▶ **WHAT TO WORK ON**
Edit everything in the records from the line that contains "Practice. Locate the woman in" down to the line that contains "[(869, 157)]", replacing "Reported" with "Recorded" and changing nothing else. Give only those lines.

▶ **EXTRACTED DATA**
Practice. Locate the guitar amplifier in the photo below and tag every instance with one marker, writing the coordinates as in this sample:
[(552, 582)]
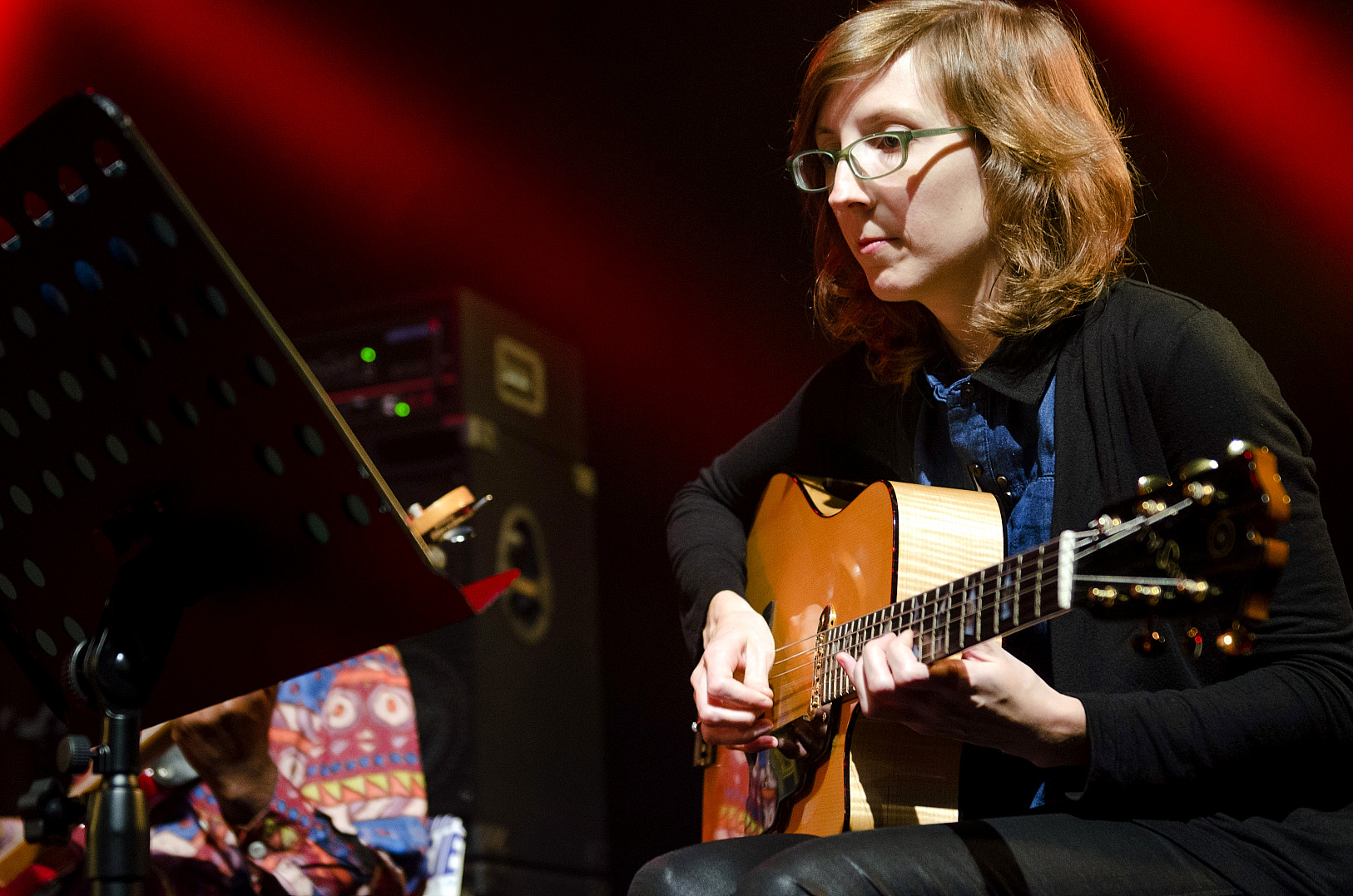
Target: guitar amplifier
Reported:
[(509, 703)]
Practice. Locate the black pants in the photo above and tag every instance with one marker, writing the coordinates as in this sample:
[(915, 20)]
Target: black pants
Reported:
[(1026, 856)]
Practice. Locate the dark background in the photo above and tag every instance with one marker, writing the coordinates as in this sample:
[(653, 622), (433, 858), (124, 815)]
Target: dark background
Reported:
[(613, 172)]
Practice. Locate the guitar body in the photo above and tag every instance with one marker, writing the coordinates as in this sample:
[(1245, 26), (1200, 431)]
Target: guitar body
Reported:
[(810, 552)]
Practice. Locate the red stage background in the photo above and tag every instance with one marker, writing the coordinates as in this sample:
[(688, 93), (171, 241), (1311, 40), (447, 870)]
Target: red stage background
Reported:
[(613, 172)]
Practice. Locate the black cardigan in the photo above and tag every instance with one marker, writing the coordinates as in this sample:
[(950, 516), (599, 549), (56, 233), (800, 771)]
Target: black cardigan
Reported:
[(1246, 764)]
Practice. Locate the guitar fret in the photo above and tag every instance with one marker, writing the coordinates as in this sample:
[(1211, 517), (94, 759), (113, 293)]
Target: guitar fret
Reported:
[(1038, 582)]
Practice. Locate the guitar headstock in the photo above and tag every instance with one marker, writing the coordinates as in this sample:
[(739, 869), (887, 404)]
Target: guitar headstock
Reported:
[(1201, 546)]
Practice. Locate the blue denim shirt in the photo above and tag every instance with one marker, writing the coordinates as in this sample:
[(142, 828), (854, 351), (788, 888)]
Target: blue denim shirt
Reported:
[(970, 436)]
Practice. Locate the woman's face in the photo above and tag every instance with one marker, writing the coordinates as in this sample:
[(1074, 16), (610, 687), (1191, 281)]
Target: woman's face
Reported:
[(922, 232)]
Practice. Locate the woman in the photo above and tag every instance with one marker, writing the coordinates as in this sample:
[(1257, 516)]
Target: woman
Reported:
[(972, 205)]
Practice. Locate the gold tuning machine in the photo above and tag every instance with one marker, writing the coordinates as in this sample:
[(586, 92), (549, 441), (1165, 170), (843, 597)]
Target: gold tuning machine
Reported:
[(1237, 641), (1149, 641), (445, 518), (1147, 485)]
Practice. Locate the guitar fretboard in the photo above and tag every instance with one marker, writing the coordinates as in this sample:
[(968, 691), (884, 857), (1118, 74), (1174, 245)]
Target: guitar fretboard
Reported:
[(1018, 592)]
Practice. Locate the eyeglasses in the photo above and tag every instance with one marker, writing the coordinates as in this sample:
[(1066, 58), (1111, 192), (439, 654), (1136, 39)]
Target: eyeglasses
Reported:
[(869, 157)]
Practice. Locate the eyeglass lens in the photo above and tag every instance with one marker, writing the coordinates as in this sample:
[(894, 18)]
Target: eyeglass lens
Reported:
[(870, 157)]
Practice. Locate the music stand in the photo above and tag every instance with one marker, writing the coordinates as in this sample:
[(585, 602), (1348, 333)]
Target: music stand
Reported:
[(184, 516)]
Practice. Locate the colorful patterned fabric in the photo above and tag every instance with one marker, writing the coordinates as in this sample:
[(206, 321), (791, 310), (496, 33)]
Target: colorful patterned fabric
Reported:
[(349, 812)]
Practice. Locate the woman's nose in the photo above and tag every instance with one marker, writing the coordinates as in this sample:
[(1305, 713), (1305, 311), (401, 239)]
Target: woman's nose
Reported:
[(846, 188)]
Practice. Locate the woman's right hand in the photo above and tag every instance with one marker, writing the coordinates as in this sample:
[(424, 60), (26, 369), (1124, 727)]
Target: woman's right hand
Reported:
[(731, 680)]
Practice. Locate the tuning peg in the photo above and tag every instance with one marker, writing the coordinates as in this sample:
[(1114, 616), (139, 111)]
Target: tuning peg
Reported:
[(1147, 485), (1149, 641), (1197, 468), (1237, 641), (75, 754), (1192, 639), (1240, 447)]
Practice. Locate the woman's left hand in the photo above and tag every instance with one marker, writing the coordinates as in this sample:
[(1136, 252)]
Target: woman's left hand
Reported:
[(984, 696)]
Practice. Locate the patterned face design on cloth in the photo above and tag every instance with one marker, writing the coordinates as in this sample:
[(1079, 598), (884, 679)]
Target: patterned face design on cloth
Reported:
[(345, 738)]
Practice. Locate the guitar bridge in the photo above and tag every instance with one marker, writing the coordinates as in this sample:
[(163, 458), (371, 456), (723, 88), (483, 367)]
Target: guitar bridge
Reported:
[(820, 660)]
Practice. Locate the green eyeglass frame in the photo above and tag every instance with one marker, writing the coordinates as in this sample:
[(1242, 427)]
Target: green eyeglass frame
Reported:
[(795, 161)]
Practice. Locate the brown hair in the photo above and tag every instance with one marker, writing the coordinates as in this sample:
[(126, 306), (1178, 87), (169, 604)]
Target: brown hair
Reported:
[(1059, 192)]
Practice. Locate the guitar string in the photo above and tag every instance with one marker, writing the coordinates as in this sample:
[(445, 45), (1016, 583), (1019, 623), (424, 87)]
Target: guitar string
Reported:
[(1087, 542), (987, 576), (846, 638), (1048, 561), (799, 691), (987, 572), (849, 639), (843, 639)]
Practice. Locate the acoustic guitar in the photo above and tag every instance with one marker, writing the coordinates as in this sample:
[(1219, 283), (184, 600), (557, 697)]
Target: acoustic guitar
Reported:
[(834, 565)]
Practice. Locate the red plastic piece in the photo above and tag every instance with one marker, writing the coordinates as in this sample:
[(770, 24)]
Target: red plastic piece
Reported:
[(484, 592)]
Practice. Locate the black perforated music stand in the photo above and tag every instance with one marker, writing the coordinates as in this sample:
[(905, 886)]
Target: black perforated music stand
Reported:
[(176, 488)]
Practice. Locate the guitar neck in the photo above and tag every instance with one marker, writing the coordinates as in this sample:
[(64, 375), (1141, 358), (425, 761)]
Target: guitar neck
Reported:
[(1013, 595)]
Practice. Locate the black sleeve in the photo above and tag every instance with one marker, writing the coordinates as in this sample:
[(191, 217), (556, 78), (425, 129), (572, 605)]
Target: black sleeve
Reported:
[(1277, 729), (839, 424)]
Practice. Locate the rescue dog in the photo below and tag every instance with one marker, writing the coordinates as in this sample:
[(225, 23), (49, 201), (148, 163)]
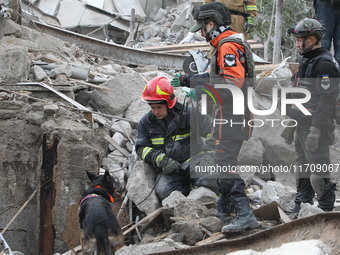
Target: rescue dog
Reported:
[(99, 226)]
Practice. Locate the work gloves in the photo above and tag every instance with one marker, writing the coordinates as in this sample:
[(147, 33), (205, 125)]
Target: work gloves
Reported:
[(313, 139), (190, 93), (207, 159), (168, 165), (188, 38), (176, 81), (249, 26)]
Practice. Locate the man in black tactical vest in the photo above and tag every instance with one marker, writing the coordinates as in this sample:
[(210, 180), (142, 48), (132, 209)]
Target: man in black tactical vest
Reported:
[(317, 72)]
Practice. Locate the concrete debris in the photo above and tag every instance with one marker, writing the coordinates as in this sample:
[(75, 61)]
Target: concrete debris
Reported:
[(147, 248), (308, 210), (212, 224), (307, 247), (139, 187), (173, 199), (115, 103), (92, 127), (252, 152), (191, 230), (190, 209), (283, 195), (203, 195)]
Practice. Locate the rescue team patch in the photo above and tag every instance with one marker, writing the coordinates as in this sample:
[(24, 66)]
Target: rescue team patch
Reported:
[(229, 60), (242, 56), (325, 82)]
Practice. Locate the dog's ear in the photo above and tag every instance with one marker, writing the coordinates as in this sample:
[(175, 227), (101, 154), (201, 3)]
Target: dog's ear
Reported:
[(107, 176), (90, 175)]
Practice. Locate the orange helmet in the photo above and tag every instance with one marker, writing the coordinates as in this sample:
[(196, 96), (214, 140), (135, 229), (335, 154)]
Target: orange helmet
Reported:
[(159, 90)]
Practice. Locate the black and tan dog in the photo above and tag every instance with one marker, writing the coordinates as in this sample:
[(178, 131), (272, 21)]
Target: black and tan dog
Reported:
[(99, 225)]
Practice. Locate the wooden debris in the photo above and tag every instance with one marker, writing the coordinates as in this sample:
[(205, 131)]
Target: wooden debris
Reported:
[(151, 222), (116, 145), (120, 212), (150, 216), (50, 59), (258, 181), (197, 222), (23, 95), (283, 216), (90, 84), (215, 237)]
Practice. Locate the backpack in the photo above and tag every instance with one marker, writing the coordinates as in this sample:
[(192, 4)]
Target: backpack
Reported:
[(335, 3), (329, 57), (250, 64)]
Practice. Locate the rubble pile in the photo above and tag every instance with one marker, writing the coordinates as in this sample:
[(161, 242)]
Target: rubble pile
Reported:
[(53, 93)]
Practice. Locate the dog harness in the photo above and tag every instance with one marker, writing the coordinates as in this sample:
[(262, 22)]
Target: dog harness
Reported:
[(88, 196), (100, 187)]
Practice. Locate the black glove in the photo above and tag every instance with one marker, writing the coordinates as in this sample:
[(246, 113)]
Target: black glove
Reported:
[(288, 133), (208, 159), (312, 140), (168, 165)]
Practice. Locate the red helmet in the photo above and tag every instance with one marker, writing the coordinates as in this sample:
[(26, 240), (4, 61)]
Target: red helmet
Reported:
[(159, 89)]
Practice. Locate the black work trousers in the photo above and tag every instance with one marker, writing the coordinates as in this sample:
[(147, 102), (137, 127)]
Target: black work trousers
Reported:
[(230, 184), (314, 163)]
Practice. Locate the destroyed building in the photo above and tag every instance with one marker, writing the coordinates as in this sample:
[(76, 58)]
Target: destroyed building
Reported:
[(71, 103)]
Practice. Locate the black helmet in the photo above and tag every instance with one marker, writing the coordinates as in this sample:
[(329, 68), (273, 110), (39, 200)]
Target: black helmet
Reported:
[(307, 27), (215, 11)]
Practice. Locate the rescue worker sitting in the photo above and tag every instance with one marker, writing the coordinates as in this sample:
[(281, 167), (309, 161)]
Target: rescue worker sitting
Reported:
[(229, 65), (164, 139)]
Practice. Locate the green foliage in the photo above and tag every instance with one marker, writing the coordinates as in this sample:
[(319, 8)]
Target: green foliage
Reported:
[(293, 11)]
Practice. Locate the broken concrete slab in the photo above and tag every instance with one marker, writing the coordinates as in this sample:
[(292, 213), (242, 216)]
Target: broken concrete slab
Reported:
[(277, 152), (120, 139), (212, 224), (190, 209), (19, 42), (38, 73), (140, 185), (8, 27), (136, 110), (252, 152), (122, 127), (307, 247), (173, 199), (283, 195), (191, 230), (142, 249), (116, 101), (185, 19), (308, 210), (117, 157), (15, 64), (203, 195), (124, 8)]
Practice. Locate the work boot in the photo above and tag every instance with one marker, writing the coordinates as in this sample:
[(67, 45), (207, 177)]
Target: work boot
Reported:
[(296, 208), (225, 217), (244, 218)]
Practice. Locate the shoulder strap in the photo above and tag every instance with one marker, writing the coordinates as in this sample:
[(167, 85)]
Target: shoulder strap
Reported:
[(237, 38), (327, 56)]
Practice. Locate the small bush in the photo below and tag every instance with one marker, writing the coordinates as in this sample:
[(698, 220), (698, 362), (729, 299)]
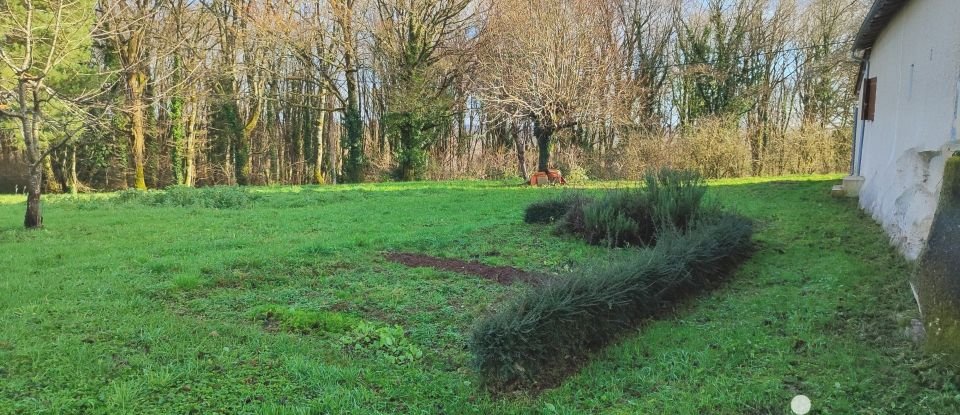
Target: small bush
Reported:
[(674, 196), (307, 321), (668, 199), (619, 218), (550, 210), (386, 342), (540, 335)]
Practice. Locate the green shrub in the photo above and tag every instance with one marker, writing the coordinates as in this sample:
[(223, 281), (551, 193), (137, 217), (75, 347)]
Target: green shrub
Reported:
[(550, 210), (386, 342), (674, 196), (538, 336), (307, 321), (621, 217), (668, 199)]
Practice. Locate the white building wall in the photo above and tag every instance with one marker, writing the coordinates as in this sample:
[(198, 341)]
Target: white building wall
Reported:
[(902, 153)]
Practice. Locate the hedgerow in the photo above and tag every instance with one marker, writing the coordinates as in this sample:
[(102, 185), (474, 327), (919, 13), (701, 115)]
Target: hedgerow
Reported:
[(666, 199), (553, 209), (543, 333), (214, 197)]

▶ **THE RESPONSE**
Practice. Locate the woman in the photo above and tag every instance with one marker, writing the coordinates as in this sample:
[(1257, 516)]
Target: woman
Recorded:
[(972, 205)]
Practice. Locate the gold tuning machine in the photo above and tag every instance with one marker, writing the coordinates as in this sample:
[(586, 92), (549, 441), (1165, 170), (843, 597)]
Target: gold tuning machine
Recorded:
[(1237, 641), (1149, 641), (445, 518), (1147, 485)]
Practice. Locate the guitar fretboard in the photo above and tag every instance with one marker, writing the coordinates as in this sample:
[(968, 691), (884, 857), (1118, 74), (1174, 245)]
Target: guitar fretboard
Recorded:
[(1018, 592)]
Practice. Locate the eyeglasses in the photo above and tag every instance with one marker, writing the coordinates as in this sample:
[(1066, 58), (1111, 192), (439, 654), (1136, 39)]
Target: eyeglasses
Recorded:
[(869, 157)]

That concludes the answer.